## Source
Forums › Ask ACCA Tutor Forums › Ask the Tutor ACCA PM Exams › target costong

  • This topic has 4 replies, 3 voices, and was last updated 1 year ago by cocobae.
Viewing 5 posts - 1 through 5 (of 5 total)
  • Author
    Posts
  • December 4, 2023 at 2:57 pm #696003
    Mhoka
    Participant
    • Topics: 3
    • Replies: 1
    • ☆

    Triple E Ltd. manufactures a range of electronics products. Technical staff recently developed
    a design for a new type of in-car music player which can be used to play DVDs, digital
    downloads, and cassette tapes. The board of the company has asked the marketing, financial,
    and production directors to evaluate the design before a decision is made as to whether to begin
    production of the music player.
    The marketing director has suggested that $90.00 would be a suitable selling price for the music
    player and that 600 units per annum would be sold at this price. Variable selling costs would
    amount to $10 per unit sold.
    The financial director has estimated that the new capital equipment required in order to
    manufacture the music player would cost $300 000. The company requires an annual return on
    investment (ROI) of 8% on all capital investments.
    The production director has not yet finalized her estimate of the cost of manufacturing the
    music player.
    However she has commented that the design has certain features which are likely to add to the
    complexity and cost of the manufacturing process without significantly enhancing the
    attractiveness of the product to potential customers.
    REQUIRED:
    (a) Using the data provided above, calculate the target cost of manufacturing the music player,
    and explain fully the significance of this figure.
    (10 marks)
    (b) Assume now that the production director has estimated the cost of manufacturing the music
    player (using the recently-developed design) at $60,00 per unit and has suggested that the
    company should accept a reduced ROI if necessary. Calculate the ROI if this suggestion is
    accepted and comment on the production director’s suggestion. (7 marks)

## To be done
Please copy the passage of the forum post starting with "The marketing director" and going on through "all capital investments.". Work from the forum post alone.

## Material shown
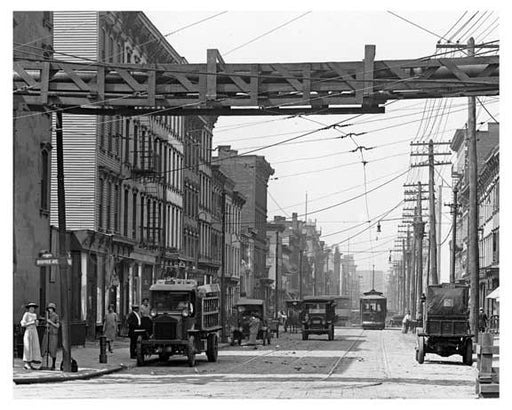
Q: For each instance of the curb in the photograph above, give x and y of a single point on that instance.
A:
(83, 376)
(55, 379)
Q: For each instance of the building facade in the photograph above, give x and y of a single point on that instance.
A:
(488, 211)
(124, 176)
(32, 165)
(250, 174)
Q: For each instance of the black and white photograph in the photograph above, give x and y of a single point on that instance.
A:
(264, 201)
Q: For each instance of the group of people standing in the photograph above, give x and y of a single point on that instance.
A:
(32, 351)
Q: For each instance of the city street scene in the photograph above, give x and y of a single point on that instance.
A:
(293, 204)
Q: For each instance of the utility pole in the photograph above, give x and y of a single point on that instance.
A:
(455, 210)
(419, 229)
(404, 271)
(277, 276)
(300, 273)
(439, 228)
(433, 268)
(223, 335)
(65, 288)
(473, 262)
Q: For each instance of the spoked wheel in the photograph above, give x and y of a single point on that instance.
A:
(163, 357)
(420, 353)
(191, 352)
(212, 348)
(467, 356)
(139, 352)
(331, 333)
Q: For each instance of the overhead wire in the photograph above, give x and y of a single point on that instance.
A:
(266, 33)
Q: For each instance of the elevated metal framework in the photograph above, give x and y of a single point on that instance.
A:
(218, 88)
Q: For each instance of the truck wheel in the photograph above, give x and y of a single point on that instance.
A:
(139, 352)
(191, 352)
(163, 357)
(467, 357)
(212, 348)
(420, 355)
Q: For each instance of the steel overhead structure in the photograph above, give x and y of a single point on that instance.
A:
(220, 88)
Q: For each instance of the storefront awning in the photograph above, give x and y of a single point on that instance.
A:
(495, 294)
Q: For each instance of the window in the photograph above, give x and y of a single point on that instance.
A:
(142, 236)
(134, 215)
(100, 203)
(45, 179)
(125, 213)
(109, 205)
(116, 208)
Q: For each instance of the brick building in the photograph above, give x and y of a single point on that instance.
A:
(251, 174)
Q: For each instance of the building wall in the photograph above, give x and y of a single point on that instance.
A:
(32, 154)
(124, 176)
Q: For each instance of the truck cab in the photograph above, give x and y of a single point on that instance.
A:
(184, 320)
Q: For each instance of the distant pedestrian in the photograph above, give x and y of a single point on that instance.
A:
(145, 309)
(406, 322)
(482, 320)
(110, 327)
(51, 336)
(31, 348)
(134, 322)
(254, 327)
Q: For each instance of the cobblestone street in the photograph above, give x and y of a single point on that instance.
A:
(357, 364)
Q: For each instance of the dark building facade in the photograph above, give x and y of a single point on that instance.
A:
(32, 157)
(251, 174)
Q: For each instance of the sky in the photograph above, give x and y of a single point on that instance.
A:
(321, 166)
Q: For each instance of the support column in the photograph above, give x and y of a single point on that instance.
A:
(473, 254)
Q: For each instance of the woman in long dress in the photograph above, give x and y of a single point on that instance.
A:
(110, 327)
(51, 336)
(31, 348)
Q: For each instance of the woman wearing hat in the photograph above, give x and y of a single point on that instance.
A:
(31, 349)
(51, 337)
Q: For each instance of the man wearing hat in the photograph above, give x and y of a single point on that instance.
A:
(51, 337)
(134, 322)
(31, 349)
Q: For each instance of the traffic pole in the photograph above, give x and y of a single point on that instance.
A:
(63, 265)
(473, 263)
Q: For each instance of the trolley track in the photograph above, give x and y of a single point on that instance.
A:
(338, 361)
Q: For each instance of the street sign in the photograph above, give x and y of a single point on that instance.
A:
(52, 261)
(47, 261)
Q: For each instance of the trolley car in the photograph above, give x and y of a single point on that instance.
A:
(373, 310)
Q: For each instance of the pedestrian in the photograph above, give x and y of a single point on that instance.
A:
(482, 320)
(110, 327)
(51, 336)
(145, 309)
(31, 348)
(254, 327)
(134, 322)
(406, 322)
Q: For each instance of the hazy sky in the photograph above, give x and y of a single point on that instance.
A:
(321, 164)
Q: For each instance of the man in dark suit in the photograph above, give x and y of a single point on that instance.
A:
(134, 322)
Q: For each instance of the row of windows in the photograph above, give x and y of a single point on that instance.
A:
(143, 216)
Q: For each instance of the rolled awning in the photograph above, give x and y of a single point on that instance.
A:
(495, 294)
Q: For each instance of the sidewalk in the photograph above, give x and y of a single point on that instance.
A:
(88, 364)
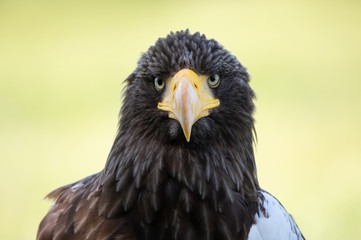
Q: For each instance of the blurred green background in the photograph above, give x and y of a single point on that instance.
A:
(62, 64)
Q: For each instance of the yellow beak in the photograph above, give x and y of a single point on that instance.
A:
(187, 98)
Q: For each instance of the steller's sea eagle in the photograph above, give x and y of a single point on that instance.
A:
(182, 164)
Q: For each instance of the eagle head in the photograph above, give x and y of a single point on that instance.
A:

## Reply to the exercise
The marketing director has suggested that $90.00 would be a suitable selling price for the music
    player and that 600 units per annum would be sold at this price. Variable selling costs would
    amount to $10 per unit sold.
    The financial director has estimated that the new capital equipment required in order to
    manufacture the music player would cost $300 000. The company requires an annual return on
    investment (ROI) of 8% on all capital investments.